Work task:
Your answer should be the records below, repeated exactly as they stand.

Stored entries
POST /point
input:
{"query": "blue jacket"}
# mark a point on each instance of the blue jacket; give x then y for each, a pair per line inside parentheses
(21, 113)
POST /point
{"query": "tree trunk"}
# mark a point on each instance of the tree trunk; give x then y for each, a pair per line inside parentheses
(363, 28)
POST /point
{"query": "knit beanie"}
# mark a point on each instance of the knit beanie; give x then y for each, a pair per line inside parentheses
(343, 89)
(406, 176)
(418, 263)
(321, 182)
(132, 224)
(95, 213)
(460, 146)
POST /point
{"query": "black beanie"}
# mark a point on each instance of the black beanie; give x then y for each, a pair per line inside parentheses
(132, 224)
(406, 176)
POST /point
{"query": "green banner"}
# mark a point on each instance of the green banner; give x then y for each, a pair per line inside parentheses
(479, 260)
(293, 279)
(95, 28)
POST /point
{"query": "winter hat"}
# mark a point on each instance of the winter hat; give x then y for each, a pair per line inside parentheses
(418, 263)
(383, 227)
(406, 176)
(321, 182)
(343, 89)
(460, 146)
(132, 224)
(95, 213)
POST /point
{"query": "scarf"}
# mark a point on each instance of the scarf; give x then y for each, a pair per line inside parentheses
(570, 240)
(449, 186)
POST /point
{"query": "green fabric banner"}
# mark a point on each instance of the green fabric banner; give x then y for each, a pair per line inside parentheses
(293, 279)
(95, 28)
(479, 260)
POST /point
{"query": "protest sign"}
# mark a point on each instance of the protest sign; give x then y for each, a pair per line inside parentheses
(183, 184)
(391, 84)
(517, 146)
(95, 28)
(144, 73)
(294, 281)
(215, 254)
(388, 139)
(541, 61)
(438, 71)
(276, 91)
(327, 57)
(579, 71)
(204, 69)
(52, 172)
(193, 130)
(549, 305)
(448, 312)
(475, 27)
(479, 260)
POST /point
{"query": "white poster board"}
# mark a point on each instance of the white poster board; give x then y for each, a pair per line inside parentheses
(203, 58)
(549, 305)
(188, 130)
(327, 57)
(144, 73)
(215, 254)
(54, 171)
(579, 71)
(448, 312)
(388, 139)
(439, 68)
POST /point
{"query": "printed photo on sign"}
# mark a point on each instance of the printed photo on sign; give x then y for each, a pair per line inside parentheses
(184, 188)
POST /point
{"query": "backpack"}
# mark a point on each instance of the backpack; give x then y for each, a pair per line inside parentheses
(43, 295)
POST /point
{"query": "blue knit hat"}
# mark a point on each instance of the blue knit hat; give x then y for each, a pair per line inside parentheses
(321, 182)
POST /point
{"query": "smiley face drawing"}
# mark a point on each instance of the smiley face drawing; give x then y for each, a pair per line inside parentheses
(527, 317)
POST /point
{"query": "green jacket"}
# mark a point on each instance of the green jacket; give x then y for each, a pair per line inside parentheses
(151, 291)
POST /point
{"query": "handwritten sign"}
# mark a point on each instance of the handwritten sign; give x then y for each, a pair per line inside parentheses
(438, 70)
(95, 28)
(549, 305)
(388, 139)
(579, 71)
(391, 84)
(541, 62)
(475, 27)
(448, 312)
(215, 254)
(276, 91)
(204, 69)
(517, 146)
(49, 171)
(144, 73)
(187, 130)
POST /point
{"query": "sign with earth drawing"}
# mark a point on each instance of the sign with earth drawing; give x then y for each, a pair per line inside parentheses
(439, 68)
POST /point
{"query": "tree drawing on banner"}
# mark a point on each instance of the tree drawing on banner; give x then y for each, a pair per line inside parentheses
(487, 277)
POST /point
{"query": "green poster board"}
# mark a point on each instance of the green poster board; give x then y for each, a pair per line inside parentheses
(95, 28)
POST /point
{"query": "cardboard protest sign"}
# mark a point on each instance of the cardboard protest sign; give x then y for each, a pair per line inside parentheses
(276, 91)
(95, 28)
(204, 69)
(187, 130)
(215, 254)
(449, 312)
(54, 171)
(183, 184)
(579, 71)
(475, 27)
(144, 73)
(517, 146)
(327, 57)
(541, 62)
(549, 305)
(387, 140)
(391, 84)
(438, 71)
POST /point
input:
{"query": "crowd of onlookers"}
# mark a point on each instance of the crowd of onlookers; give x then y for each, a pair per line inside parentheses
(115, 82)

Response area:
POST /point
input:
{"query": "blue jacket"}
# mark a point on each instance of the blue jacket; give x then y for each, a pair per line inside parentheses
(21, 113)
POST /point
{"query": "tree trunk"}
# mark a point on each instance of the tree trunk; give x then y for each, a pair per line inside parentheses
(363, 28)
POST /point
{"query": "knit beanie"}
# mark a point on each instance of the knit beanie; give x then y for each, a pair per line inside parentheses
(343, 89)
(406, 176)
(418, 263)
(321, 182)
(132, 224)
(95, 213)
(460, 146)
POST /point
{"query": "black beanie"}
# mark a point on each instance of the black beanie; give x then y for each, a pair per line inside parentheses
(132, 224)
(406, 176)
POST /point
{"query": "green banner"}
# mark a point on each instance of the green banner; give x then y for each, a pair per line inside parentheses
(479, 260)
(293, 279)
(95, 28)
POST /point
{"query": "winter hat"}
# mark a point on each instance of the winter hat; give x then y for each, a pair per line inside parentheses
(418, 263)
(383, 227)
(406, 176)
(321, 182)
(343, 89)
(460, 146)
(132, 224)
(95, 213)
POST /point
{"query": "scarf"}
# mark a point on each instance of the scarf; give x then y for each, a pair per line inside parentheses
(570, 240)
(449, 186)
POST /point
{"query": "green fabric banner"}
# mark a point on each instance of the green fabric banner; give x then y for each, a pair per line inside parentheses
(293, 279)
(95, 28)
(479, 260)
POST /point
{"query": "protest sign"}
# mark a point on each instance of the protest sign; give x then y for each, a pair per line inside parentheses
(183, 184)
(391, 84)
(517, 146)
(95, 28)
(144, 73)
(294, 281)
(215, 254)
(388, 139)
(541, 61)
(438, 71)
(276, 91)
(327, 57)
(579, 71)
(204, 69)
(52, 172)
(193, 130)
(549, 305)
(448, 312)
(475, 27)
(479, 260)
POST /point
{"query": "white poster board"}
# mark a point on each instance of the white poster board; give x then y for each, a pair per line inside parentheses
(203, 58)
(549, 305)
(188, 130)
(327, 57)
(144, 73)
(215, 254)
(54, 171)
(579, 71)
(448, 312)
(388, 139)
(439, 68)
POST /point
{"query": "printed photo on sign"}
# mark a point on each instance of the printed photo on sign; give x then y for each, a pair per line inside parentheses
(184, 188)
POST /point
{"query": "backpack"}
# mark a point on each instance of the backpack; give x then y for each, a pair per line inside parentheses
(43, 295)
POST /point
{"query": "blue knit hat"}
# mark a point on each instance of the blue knit hat; give x then y for each, a pair per line inside parentheses
(321, 182)
POST /point
{"query": "smiley face drawing"}
# mark a point on each instance of the smiley face drawing; give x then y for each, a pair per line inside parentheses
(527, 317)
POST /point
{"query": "green jacket"}
# mark a point on each instance of the green jacket; give x then y for each, a pair per line inside parentheses
(151, 291)
POST /point
{"query": "handwritten sign"}
# mark a point on each instance of the handwritten sign; give x then y for each, a pair per line inside parentheses
(438, 70)
(95, 28)
(549, 305)
(388, 139)
(579, 71)
(391, 84)
(541, 62)
(475, 27)
(448, 312)
(215, 254)
(276, 91)
(204, 69)
(517, 146)
(49, 171)
(144, 73)
(187, 130)
POST /point
{"query": "sign with earth drawing"}
# mark a point on each instance of the sign with earth drawing; give x then y for each, a pair per line inside parentheses
(439, 68)
POST /point
{"query": "tree drawing on banner"}
# mark a point on each instance of the tree drawing on banner; give x then y for each, a pair per line inside parentheses
(487, 277)
POST /point
{"query": "green poster board"}
# mark a point on each instance of the green poster board; give x then y for each, a pair per line inside parentheses
(95, 28)
POST /point
{"query": "cardboard protest sign"}
# mark a point on each instance of the cardboard protest sign; give x then y for each, a pair per line inside parentheses
(276, 91)
(95, 28)
(204, 69)
(187, 130)
(215, 254)
(449, 312)
(54, 171)
(183, 184)
(579, 71)
(475, 27)
(144, 73)
(517, 146)
(327, 57)
(541, 62)
(549, 305)
(387, 140)
(391, 84)
(438, 71)
POST /point
input:
{"query": "crowd of onlookers"}
# mark a point on each instance of the crowd of onlookers; give x then y for each, a pair per line inside parentheses
(115, 82)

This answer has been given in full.